+++ Exercise data +++

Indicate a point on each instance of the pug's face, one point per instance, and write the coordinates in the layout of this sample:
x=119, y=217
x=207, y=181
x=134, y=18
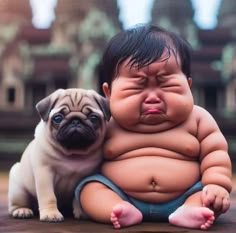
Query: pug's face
x=76, y=118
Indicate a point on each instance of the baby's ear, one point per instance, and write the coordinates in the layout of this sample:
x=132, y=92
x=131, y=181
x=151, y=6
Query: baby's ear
x=190, y=81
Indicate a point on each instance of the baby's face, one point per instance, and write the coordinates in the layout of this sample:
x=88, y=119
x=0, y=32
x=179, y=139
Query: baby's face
x=151, y=99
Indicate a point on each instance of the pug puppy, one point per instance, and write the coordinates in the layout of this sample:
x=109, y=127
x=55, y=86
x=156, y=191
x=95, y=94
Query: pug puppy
x=66, y=148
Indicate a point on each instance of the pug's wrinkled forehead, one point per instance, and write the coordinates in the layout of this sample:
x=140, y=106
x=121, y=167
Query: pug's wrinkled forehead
x=73, y=100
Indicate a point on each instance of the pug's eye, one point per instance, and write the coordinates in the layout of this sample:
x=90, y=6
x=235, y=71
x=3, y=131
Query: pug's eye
x=94, y=119
x=57, y=119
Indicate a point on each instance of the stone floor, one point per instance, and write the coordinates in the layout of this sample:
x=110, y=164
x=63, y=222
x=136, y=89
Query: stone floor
x=226, y=223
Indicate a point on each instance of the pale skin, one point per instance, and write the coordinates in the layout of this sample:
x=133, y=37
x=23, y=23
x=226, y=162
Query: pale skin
x=156, y=128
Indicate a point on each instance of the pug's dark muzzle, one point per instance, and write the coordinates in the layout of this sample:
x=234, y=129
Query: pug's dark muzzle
x=76, y=134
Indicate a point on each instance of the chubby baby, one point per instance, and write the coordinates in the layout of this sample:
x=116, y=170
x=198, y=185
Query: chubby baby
x=165, y=159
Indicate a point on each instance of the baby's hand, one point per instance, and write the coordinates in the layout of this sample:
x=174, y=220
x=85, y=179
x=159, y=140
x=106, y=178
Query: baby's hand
x=216, y=198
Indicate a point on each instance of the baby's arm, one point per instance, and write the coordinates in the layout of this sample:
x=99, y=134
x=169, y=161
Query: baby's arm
x=215, y=163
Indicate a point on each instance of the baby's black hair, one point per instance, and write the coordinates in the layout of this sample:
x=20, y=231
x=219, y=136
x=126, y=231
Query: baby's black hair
x=144, y=44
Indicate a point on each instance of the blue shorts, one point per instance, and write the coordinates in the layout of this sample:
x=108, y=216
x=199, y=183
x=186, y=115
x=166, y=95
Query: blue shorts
x=150, y=211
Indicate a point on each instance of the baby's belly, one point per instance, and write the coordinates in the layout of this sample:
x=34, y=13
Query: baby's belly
x=152, y=178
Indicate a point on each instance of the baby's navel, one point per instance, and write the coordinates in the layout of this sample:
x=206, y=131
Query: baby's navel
x=154, y=184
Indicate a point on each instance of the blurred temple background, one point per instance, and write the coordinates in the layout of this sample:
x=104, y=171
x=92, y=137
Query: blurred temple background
x=34, y=62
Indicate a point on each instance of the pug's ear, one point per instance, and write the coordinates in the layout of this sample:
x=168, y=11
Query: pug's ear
x=103, y=103
x=45, y=105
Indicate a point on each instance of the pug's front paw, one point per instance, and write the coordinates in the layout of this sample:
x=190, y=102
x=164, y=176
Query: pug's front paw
x=51, y=216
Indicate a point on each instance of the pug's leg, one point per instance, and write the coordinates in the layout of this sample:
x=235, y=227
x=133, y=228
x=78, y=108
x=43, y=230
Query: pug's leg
x=18, y=199
x=77, y=210
x=46, y=197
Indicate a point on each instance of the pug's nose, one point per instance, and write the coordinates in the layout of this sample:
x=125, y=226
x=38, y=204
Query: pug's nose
x=75, y=122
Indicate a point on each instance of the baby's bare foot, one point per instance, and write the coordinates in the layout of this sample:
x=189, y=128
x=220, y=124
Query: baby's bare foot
x=192, y=217
x=124, y=215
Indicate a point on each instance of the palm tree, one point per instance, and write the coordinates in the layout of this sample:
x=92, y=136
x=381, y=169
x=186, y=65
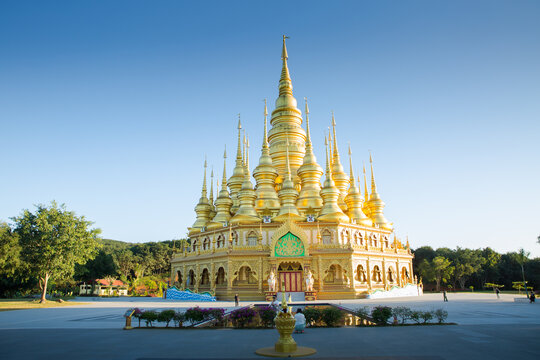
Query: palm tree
x=521, y=258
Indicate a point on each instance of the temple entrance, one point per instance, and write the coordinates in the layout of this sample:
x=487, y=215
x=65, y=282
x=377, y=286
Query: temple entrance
x=290, y=277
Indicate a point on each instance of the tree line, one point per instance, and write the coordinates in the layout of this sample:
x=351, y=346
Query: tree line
x=462, y=268
x=52, y=247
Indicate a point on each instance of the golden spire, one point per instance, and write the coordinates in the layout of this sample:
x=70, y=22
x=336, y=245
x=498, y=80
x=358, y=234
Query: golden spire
x=376, y=205
x=309, y=202
x=365, y=207
x=202, y=209
x=285, y=83
x=329, y=193
x=286, y=124
x=340, y=176
x=211, y=197
x=237, y=178
x=223, y=201
x=330, y=144
x=246, y=196
x=354, y=199
x=267, y=203
x=287, y=194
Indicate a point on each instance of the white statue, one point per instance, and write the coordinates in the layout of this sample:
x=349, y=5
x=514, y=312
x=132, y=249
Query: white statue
x=309, y=281
x=272, y=281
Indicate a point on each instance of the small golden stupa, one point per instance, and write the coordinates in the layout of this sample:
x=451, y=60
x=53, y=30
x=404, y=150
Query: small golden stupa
x=287, y=232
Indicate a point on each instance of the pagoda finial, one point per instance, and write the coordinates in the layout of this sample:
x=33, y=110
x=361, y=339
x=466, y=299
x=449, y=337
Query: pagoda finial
x=224, y=180
x=239, y=150
x=211, y=198
x=351, y=177
x=308, y=140
x=366, y=194
x=204, y=179
x=373, y=186
x=285, y=84
x=265, y=139
x=287, y=161
x=336, y=153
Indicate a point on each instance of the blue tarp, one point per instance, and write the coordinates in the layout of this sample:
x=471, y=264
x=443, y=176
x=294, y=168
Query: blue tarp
x=187, y=295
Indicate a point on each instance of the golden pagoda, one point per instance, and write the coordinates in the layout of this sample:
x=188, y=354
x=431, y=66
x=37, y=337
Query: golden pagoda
x=288, y=232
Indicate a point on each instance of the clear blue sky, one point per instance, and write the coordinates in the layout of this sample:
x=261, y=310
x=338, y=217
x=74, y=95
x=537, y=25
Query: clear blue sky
x=110, y=106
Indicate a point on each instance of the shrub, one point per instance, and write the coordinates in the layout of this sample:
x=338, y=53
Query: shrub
x=363, y=312
x=416, y=316
x=149, y=316
x=381, y=314
x=137, y=315
x=402, y=313
x=166, y=316
x=178, y=318
x=267, y=315
x=426, y=316
x=194, y=315
x=243, y=317
x=332, y=317
x=441, y=315
x=313, y=315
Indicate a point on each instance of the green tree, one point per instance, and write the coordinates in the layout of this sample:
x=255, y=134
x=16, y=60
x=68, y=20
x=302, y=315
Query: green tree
x=440, y=269
x=466, y=263
x=53, y=240
x=10, y=251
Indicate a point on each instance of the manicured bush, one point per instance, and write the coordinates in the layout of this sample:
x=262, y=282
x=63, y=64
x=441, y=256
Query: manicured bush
x=402, y=313
x=381, y=314
x=313, y=315
x=363, y=313
x=267, y=315
x=441, y=315
x=166, y=316
x=178, y=318
x=332, y=317
x=242, y=317
x=149, y=316
x=416, y=316
x=426, y=316
x=137, y=315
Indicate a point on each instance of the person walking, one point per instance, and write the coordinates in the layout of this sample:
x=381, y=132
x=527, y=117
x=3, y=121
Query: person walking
x=300, y=321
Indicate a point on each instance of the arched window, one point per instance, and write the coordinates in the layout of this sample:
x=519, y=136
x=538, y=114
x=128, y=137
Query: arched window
x=205, y=277
x=327, y=237
x=376, y=274
x=252, y=239
x=191, y=278
x=405, y=275
x=220, y=242
x=360, y=274
x=220, y=278
x=390, y=275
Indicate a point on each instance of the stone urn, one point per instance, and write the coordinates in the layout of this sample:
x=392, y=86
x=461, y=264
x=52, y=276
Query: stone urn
x=285, y=325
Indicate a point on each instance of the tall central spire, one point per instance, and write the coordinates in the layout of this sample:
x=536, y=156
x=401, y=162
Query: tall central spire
x=286, y=124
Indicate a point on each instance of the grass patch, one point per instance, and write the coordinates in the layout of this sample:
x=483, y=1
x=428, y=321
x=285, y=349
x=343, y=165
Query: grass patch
x=18, y=304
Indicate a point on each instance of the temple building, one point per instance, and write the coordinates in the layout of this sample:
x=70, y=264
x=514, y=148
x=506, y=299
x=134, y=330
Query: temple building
x=298, y=227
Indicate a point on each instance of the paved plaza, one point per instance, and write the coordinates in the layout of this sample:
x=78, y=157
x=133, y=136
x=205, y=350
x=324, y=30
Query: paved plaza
x=488, y=328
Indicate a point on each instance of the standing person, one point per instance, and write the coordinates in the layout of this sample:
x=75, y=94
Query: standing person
x=300, y=321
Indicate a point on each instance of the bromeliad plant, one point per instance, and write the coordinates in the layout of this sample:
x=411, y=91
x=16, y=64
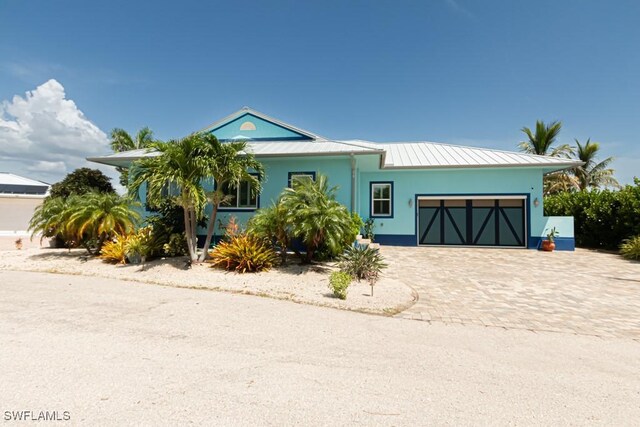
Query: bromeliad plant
x=243, y=253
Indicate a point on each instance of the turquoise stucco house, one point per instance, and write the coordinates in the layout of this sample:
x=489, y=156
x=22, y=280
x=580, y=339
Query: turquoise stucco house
x=419, y=193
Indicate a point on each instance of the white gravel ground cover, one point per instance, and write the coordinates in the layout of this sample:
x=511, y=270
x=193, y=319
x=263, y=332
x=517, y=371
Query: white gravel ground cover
x=304, y=284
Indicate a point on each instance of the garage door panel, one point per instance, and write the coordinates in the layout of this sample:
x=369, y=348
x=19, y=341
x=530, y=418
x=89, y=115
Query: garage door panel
x=455, y=226
x=484, y=226
x=472, y=222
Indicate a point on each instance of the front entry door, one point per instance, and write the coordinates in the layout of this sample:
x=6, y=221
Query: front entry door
x=472, y=222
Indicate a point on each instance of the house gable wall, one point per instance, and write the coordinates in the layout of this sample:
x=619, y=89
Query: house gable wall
x=250, y=127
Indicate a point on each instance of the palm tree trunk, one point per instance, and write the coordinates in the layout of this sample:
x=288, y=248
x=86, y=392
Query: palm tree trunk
x=189, y=234
x=210, y=227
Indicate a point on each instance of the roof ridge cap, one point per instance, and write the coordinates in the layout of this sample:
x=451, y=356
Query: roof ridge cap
x=497, y=150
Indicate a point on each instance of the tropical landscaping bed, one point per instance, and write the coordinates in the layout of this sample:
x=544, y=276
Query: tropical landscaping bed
x=299, y=283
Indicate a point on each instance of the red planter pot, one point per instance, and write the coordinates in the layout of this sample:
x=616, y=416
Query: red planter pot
x=548, y=246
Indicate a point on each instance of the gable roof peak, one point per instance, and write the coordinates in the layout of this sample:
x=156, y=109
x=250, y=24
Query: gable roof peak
x=248, y=110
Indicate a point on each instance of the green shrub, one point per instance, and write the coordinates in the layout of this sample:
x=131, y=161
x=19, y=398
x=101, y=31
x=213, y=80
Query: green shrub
x=630, y=248
x=243, y=252
x=339, y=282
x=368, y=228
x=176, y=246
x=271, y=223
x=167, y=220
x=603, y=218
x=87, y=220
x=362, y=262
x=143, y=245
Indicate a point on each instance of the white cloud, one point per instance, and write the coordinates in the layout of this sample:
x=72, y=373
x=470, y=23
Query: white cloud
x=43, y=135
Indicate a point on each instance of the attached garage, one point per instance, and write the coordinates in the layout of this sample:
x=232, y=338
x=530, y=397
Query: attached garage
x=497, y=221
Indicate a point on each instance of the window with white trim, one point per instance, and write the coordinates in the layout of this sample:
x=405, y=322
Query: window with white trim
x=381, y=199
x=300, y=175
x=240, y=196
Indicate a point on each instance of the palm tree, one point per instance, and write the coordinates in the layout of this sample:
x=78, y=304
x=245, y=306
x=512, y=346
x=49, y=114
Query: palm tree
x=49, y=220
x=181, y=166
x=593, y=174
x=272, y=224
x=122, y=141
x=98, y=217
x=229, y=164
x=541, y=142
x=315, y=215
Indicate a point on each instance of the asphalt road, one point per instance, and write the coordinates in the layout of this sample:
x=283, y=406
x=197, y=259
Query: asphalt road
x=119, y=353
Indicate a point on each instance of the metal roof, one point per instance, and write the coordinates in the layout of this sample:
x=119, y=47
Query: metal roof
x=245, y=110
x=260, y=149
x=437, y=155
x=8, y=178
x=400, y=155
x=308, y=148
x=14, y=184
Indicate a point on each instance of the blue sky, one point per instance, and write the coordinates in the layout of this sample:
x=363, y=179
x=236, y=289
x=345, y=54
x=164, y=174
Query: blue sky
x=458, y=71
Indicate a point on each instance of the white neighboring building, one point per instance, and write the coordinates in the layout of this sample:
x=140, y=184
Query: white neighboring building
x=19, y=197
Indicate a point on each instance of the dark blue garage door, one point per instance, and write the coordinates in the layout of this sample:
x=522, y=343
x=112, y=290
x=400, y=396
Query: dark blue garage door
x=472, y=222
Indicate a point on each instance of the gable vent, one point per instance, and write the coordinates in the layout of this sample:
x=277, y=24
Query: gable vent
x=247, y=126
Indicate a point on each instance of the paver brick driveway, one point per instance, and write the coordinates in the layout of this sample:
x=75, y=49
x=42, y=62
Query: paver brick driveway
x=582, y=292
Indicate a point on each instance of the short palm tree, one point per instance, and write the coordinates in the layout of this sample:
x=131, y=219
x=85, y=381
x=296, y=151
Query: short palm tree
x=542, y=141
x=315, y=215
x=96, y=217
x=593, y=174
x=122, y=141
x=272, y=223
x=49, y=219
x=229, y=164
x=181, y=167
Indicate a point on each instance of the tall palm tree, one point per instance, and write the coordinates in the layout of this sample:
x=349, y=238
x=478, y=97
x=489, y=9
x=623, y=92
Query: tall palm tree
x=315, y=215
x=122, y=141
x=593, y=174
x=98, y=216
x=542, y=141
x=182, y=166
x=229, y=164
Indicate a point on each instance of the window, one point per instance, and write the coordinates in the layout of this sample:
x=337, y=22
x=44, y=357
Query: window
x=240, y=197
x=381, y=199
x=300, y=175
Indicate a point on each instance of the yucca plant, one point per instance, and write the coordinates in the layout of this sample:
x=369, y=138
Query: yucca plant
x=243, y=253
x=630, y=248
x=362, y=262
x=339, y=282
x=115, y=251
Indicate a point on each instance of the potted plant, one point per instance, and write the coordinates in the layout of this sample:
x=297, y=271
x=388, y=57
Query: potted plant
x=550, y=244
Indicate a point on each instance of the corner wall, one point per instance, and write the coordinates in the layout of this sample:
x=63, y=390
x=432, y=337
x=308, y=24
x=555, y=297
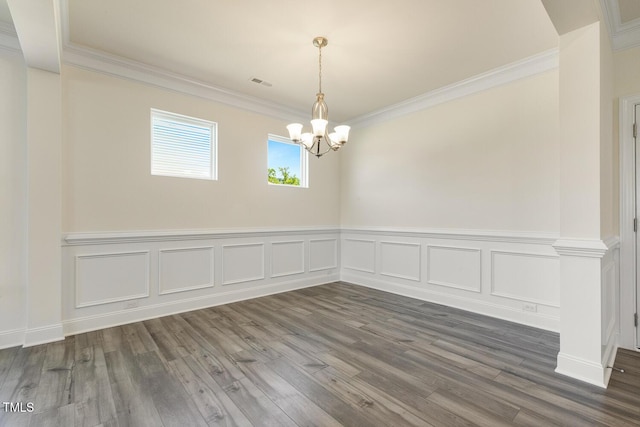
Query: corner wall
x=13, y=201
x=459, y=203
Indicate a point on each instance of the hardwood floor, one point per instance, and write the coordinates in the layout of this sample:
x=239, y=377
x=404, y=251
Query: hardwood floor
x=330, y=355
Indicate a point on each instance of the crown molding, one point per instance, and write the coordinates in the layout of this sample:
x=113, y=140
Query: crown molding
x=527, y=67
x=9, y=38
x=623, y=36
x=101, y=62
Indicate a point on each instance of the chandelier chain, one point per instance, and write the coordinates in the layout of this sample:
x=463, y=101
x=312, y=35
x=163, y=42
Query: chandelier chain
x=320, y=69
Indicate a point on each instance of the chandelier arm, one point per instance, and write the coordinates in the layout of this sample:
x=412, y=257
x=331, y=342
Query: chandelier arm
x=315, y=149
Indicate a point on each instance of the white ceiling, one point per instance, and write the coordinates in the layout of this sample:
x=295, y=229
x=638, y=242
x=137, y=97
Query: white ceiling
x=380, y=53
x=5, y=16
x=629, y=10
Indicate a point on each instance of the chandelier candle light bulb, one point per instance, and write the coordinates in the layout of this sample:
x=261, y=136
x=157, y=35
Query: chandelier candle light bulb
x=319, y=120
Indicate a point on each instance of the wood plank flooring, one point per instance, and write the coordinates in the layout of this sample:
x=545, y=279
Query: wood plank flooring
x=330, y=355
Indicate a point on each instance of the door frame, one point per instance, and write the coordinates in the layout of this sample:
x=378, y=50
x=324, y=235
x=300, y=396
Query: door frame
x=628, y=263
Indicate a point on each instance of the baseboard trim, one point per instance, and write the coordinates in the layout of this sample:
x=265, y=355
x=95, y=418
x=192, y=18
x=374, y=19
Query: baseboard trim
x=122, y=317
x=11, y=338
x=43, y=335
x=536, y=320
x=584, y=370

+++

Aim of the exercise: Among the records above, locate the line containing "Indicate a point on each instance of the tall central" and the line containing "x=530, y=418", then transcribe exactly the lines starting at the first and ending at the second, with no pictures.

Task result:
Indicate a point on each instance of the tall central spire, one point per instance, and write the coordinates in the layout of this sample:
x=536, y=156
x=401, y=162
Query: tall central spire
x=286, y=124
Indicate a point on each instance of the grass patch, one point per instance, and write the coordinates in the layout of this sample:
x=483, y=1
x=428, y=321
x=285, y=349
x=343, y=165
Query: grass patch
x=18, y=304
Indicate a point on each instance of the temple building, one point per instance, and write the coordinates in the layout of this sample:
x=70, y=264
x=514, y=148
x=506, y=299
x=134, y=330
Query: temple building
x=298, y=227
Indicate a point on each instance of the paved plaza, one point per instance, and write the coordinates in the layout of this sample:
x=78, y=157
x=133, y=136
x=205, y=350
x=324, y=30
Query: paved plaza
x=488, y=328
Indicate a point on each instance of the standing person, one point per instance, and write the coordinates in the layout of this sample:
x=75, y=94
Query: standing person
x=300, y=321
Indicate a point on each instance of the bromeliad plant, one point per instance, and write the coordinates in the layout of this sample:
x=411, y=91
x=16, y=64
Query: bromeliad plant
x=243, y=253
Indicate a point on each instance of the turquoise stucco house, one point per instance, and write the coordinates in the layout of this sample:
x=489, y=156
x=22, y=280
x=580, y=339
Query: turquoise stucco house
x=419, y=193
Indicate a point on each instance of the white gravel ground cover, one point per instance, and write the coordinates in the layout of this sample:
x=511, y=270
x=193, y=319
x=263, y=332
x=517, y=371
Query: white gravel ground cover
x=304, y=284
Indicate a point on each instance of the garage door panel, one point per instance, and write the coordinates in the layout of this sample:
x=369, y=348
x=19, y=341
x=530, y=418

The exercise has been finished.